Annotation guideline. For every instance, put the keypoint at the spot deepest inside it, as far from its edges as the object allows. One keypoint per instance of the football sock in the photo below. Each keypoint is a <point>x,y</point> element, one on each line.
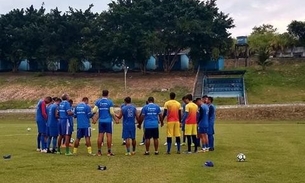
<point>38,140</point>
<point>178,143</point>
<point>211,141</point>
<point>54,142</point>
<point>43,144</point>
<point>195,142</point>
<point>189,143</point>
<point>169,144</point>
<point>74,150</point>
<point>89,149</point>
<point>49,143</point>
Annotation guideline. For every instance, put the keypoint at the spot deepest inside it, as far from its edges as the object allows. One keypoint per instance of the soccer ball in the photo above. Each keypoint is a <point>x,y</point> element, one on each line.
<point>241,157</point>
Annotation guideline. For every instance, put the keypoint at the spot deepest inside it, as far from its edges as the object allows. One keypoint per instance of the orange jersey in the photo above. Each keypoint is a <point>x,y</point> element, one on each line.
<point>173,107</point>
<point>192,109</point>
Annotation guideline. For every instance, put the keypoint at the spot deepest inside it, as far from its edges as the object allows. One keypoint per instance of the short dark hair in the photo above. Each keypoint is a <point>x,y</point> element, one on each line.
<point>204,96</point>
<point>172,95</point>
<point>211,99</point>
<point>64,97</point>
<point>85,99</point>
<point>189,97</point>
<point>105,93</point>
<point>151,99</point>
<point>198,99</point>
<point>127,100</point>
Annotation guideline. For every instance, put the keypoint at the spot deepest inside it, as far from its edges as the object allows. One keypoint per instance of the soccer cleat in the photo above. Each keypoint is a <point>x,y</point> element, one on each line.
<point>110,154</point>
<point>69,154</point>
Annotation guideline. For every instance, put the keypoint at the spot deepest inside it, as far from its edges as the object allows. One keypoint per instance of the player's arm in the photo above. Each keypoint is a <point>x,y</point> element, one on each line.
<point>43,110</point>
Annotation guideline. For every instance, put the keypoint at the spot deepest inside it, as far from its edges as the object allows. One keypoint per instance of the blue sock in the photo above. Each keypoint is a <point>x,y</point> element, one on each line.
<point>38,140</point>
<point>49,142</point>
<point>43,143</point>
<point>54,142</point>
<point>169,144</point>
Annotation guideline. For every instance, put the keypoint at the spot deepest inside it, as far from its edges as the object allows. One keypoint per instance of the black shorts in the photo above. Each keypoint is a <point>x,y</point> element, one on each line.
<point>151,133</point>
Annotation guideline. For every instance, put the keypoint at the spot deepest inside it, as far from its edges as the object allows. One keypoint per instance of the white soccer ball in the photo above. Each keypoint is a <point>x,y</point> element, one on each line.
<point>241,157</point>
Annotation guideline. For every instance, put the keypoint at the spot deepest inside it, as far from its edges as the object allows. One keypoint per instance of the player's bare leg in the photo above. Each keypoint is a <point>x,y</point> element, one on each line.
<point>100,139</point>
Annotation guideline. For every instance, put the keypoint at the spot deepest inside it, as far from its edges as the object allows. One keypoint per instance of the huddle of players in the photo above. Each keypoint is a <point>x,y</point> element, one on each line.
<point>55,117</point>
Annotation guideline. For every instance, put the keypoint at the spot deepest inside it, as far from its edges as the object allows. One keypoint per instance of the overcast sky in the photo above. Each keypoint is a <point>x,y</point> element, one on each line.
<point>246,13</point>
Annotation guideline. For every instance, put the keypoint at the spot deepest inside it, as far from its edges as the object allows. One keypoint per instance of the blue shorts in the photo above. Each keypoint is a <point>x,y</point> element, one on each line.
<point>202,130</point>
<point>105,127</point>
<point>65,127</point>
<point>129,133</point>
<point>211,130</point>
<point>52,131</point>
<point>41,126</point>
<point>83,132</point>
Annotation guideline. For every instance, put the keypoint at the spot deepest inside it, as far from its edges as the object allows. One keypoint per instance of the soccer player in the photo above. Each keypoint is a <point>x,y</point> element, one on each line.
<point>65,130</point>
<point>106,112</point>
<point>129,114</point>
<point>190,120</point>
<point>83,115</point>
<point>52,125</point>
<point>211,123</point>
<point>172,109</point>
<point>203,124</point>
<point>152,116</point>
<point>41,120</point>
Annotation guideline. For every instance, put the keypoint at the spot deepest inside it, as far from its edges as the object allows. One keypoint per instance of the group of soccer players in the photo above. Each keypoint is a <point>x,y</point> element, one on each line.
<point>195,118</point>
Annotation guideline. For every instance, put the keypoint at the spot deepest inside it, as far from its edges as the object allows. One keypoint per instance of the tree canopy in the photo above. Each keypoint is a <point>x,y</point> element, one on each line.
<point>130,30</point>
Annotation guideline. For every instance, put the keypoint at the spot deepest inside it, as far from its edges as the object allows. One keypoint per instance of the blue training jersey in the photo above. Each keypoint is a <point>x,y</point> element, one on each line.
<point>83,115</point>
<point>151,115</point>
<point>52,120</point>
<point>211,114</point>
<point>63,109</point>
<point>39,111</point>
<point>129,113</point>
<point>204,121</point>
<point>104,106</point>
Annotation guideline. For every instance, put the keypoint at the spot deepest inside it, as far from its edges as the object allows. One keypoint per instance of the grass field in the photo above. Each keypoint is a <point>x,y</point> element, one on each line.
<point>274,150</point>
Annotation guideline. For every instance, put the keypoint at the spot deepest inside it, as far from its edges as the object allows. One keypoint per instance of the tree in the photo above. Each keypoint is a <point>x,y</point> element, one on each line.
<point>297,30</point>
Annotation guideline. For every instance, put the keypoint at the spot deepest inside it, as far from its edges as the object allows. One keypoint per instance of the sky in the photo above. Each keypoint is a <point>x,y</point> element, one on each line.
<point>246,13</point>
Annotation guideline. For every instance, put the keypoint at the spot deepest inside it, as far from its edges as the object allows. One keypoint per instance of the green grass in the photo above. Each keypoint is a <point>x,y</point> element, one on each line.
<point>273,149</point>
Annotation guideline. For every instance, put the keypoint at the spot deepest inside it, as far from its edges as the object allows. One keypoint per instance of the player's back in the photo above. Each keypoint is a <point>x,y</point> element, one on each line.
<point>104,106</point>
<point>129,114</point>
<point>63,109</point>
<point>39,111</point>
<point>151,112</point>
<point>204,122</point>
<point>191,108</point>
<point>52,120</point>
<point>83,114</point>
<point>173,108</point>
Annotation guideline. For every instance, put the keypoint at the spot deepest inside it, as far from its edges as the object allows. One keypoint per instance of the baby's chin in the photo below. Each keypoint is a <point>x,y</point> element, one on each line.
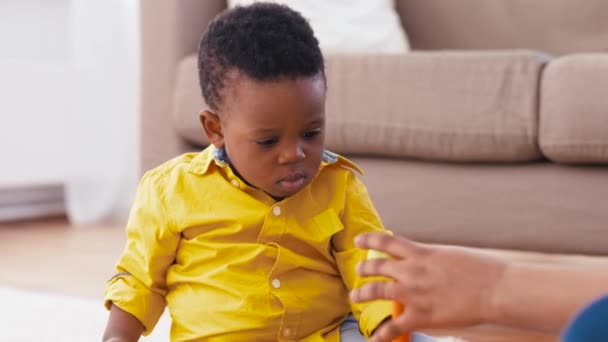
<point>285,189</point>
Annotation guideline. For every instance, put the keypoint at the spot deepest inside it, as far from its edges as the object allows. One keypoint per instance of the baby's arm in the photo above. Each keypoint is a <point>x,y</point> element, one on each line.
<point>359,216</point>
<point>135,296</point>
<point>122,327</point>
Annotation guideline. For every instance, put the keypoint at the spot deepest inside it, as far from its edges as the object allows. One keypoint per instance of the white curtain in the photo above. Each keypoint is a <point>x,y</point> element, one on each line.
<point>102,132</point>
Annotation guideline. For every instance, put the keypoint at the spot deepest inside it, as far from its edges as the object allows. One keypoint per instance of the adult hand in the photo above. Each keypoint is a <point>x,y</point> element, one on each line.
<point>439,286</point>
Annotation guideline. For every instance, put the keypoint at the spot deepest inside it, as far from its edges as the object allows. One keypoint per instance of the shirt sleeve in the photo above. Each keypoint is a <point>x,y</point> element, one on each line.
<point>359,216</point>
<point>139,286</point>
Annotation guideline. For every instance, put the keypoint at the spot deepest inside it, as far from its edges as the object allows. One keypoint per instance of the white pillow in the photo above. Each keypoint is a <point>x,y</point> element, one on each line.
<point>350,26</point>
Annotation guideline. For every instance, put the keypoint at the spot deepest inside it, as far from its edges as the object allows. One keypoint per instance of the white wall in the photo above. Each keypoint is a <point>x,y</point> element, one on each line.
<point>34,78</point>
<point>69,102</point>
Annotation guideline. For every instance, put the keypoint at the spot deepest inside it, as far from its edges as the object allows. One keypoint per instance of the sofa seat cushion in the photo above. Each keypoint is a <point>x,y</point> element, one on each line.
<point>574,109</point>
<point>539,206</point>
<point>448,106</point>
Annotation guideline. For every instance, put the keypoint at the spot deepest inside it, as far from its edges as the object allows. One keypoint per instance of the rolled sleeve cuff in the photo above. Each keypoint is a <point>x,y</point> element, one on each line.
<point>131,296</point>
<point>373,315</point>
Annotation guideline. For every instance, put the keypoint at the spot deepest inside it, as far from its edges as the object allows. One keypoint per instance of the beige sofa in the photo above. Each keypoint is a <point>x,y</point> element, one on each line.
<point>493,132</point>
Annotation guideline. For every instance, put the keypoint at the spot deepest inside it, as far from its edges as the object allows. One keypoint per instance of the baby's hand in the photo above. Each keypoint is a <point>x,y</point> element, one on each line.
<point>440,286</point>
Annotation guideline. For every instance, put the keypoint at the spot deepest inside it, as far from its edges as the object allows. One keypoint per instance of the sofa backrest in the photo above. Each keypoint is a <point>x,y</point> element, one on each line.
<point>554,26</point>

▸ **PROMPT**
Please recast the data above, from the line with "the sofa backrest" through the end of the data, as a JSON list of strings with one string per line and no blank lines.

▸ **SOLUTION TO THE PROBLEM**
[
  "Annotation guideline. For every instance, put the keypoint at the spot deepest inside it, as far from its edges as the object allows. One keypoint per instance of the sofa backrest in the photo above. Each keypoint is a <point>x,y</point> element, one on each line.",
  "<point>554,26</point>"
]